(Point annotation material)
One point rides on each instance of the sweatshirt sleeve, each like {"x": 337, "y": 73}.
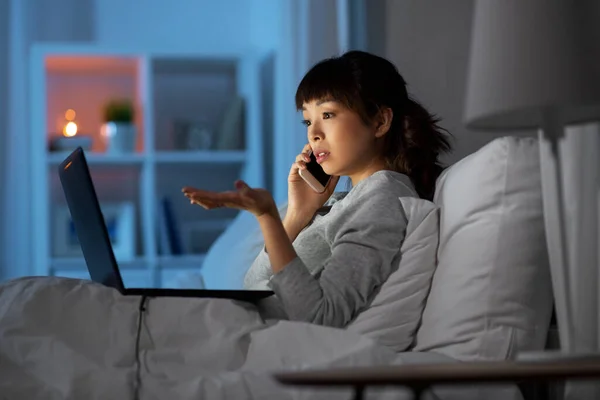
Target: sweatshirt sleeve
{"x": 366, "y": 237}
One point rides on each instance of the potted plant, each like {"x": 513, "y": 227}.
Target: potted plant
{"x": 119, "y": 131}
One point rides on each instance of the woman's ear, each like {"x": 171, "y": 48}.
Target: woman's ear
{"x": 383, "y": 122}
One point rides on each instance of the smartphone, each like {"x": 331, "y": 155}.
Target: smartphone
{"x": 314, "y": 175}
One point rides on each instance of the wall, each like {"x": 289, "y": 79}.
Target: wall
{"x": 180, "y": 24}
{"x": 429, "y": 42}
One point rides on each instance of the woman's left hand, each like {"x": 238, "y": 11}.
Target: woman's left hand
{"x": 256, "y": 201}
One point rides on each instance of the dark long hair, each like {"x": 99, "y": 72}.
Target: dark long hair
{"x": 366, "y": 83}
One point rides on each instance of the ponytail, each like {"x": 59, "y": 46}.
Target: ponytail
{"x": 413, "y": 146}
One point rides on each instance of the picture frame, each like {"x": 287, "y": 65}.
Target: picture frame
{"x": 120, "y": 222}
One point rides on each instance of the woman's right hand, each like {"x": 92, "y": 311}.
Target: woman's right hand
{"x": 303, "y": 201}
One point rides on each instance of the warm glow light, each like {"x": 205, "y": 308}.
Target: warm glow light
{"x": 70, "y": 114}
{"x": 70, "y": 129}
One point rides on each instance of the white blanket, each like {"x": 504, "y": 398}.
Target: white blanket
{"x": 69, "y": 339}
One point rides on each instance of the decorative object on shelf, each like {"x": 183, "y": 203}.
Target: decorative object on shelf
{"x": 71, "y": 138}
{"x": 119, "y": 131}
{"x": 191, "y": 135}
{"x": 120, "y": 223}
{"x": 169, "y": 240}
{"x": 230, "y": 134}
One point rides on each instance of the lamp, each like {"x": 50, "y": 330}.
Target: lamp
{"x": 534, "y": 64}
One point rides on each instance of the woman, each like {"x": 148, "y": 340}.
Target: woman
{"x": 361, "y": 123}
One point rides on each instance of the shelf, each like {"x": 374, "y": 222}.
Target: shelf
{"x": 206, "y": 156}
{"x": 181, "y": 261}
{"x": 56, "y": 158}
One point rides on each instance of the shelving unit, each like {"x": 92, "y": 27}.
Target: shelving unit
{"x": 166, "y": 87}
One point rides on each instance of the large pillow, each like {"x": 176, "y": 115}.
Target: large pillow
{"x": 491, "y": 293}
{"x": 233, "y": 252}
{"x": 394, "y": 315}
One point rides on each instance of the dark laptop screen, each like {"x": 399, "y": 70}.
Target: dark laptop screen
{"x": 88, "y": 220}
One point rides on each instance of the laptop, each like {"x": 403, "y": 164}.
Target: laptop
{"x": 94, "y": 240}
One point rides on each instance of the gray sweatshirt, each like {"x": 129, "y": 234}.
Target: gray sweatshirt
{"x": 343, "y": 257}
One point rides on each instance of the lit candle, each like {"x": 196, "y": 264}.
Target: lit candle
{"x": 70, "y": 138}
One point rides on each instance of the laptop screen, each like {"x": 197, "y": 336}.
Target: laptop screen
{"x": 88, "y": 220}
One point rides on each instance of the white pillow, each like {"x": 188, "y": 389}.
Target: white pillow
{"x": 394, "y": 315}
{"x": 491, "y": 293}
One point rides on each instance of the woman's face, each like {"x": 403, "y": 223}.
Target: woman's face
{"x": 343, "y": 144}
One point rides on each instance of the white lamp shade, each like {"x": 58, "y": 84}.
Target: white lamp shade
{"x": 527, "y": 57}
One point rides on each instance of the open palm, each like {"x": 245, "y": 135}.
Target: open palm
{"x": 256, "y": 201}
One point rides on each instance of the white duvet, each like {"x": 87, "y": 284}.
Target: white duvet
{"x": 69, "y": 339}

● **Prompt**:
Copy the material above line for line, without any changes, and omit the pictures.

● **The reply**:
One point rides on each instance of the sweatshirt sleeve, each like {"x": 337, "y": 73}.
Target: sweatshirt sleeve
{"x": 366, "y": 237}
One point rides on each instance of the potted plant, each like {"x": 513, "y": 227}.
Target: potted plant
{"x": 119, "y": 131}
One point rides on each instance of the woman's ear, each like {"x": 171, "y": 48}.
Target: woman's ear
{"x": 383, "y": 122}
One point rides on each instance of the smartphone, each like {"x": 331, "y": 155}.
Target: smartphone
{"x": 314, "y": 175}
One point rides on each instance of the wall, each like {"x": 289, "y": 79}.
Target: wall
{"x": 180, "y": 24}
{"x": 429, "y": 42}
One point rides on each instance of the woman's left hand, each like {"x": 238, "y": 11}.
Target: woman's left hand
{"x": 256, "y": 201}
One point rides on each instance of the dark long hair, each like {"x": 99, "y": 72}.
Target: dark long hair
{"x": 366, "y": 83}
One point rides on each instance of the ponytail, each like {"x": 59, "y": 46}.
Target: ponytail
{"x": 413, "y": 146}
One point rides on each instance of the picture frame, each like {"x": 287, "y": 65}.
Target: picture frame
{"x": 120, "y": 222}
One point rides on each instance of the woman's right hand, each like {"x": 92, "y": 311}.
Target: woman's right hand
{"x": 303, "y": 201}
One point rides on each instance of the warm glow light, each like {"x": 205, "y": 308}.
Target: warm glow light
{"x": 70, "y": 114}
{"x": 70, "y": 129}
One point rides on each instance of the white blanket, each like {"x": 504, "y": 398}.
Target: white blanket
{"x": 69, "y": 339}
One point rides on each instance of the decorative object on shelf, each like {"x": 183, "y": 203}.
Target: decorative object on shelf
{"x": 71, "y": 138}
{"x": 119, "y": 131}
{"x": 191, "y": 135}
{"x": 120, "y": 223}
{"x": 169, "y": 240}
{"x": 230, "y": 134}
One point rides on each instance of the lamp, each like {"x": 50, "y": 330}.
Target: lamp
{"x": 534, "y": 64}
One point rides on each instance of the woman, each like {"x": 148, "y": 340}.
Target: woman
{"x": 361, "y": 123}
One point rides on each instance of the shelf, each like {"x": 374, "y": 222}.
Target: shelf
{"x": 206, "y": 156}
{"x": 181, "y": 261}
{"x": 56, "y": 158}
One point rides on each instance of the shelving unit, each like {"x": 92, "y": 27}.
Target: shelving unit
{"x": 166, "y": 87}
One point rides on each instance of the large pillow, each like {"x": 176, "y": 115}.
Target: large pillow
{"x": 491, "y": 293}
{"x": 233, "y": 252}
{"x": 394, "y": 315}
One point rides on each instance of the dark laptop screen, each like {"x": 399, "y": 70}.
Target: dark laptop screen
{"x": 88, "y": 220}
One point rides on each instance of the laptop, each like {"x": 403, "y": 164}.
Target: laptop
{"x": 94, "y": 240}
One point rides on each instance of the gray sweatshirt, each like {"x": 129, "y": 234}.
Target: gray sweatshirt
{"x": 343, "y": 257}
One point rides on each instance of the lit candle, each like {"x": 196, "y": 264}.
Target: lit candle
{"x": 70, "y": 138}
One point rides on each instance of the laptop screen, each like {"x": 197, "y": 336}.
Target: laptop screen
{"x": 88, "y": 220}
One point rides on each instance of the white pillow, each like {"x": 188, "y": 389}.
Target: white pillow
{"x": 394, "y": 315}
{"x": 491, "y": 293}
One point rides on each instance of the woman's face, each like {"x": 403, "y": 223}.
Target: woman's face
{"x": 343, "y": 144}
One point rides on each instance of the white lamp shade, each like {"x": 58, "y": 84}.
Target: white lamp shade
{"x": 527, "y": 57}
One point rides on each instance of the open palm, each like {"x": 245, "y": 135}.
Target: open palm
{"x": 256, "y": 201}
One point rides on each instance of the white duvet, each like {"x": 87, "y": 284}.
Target: white duvet
{"x": 69, "y": 339}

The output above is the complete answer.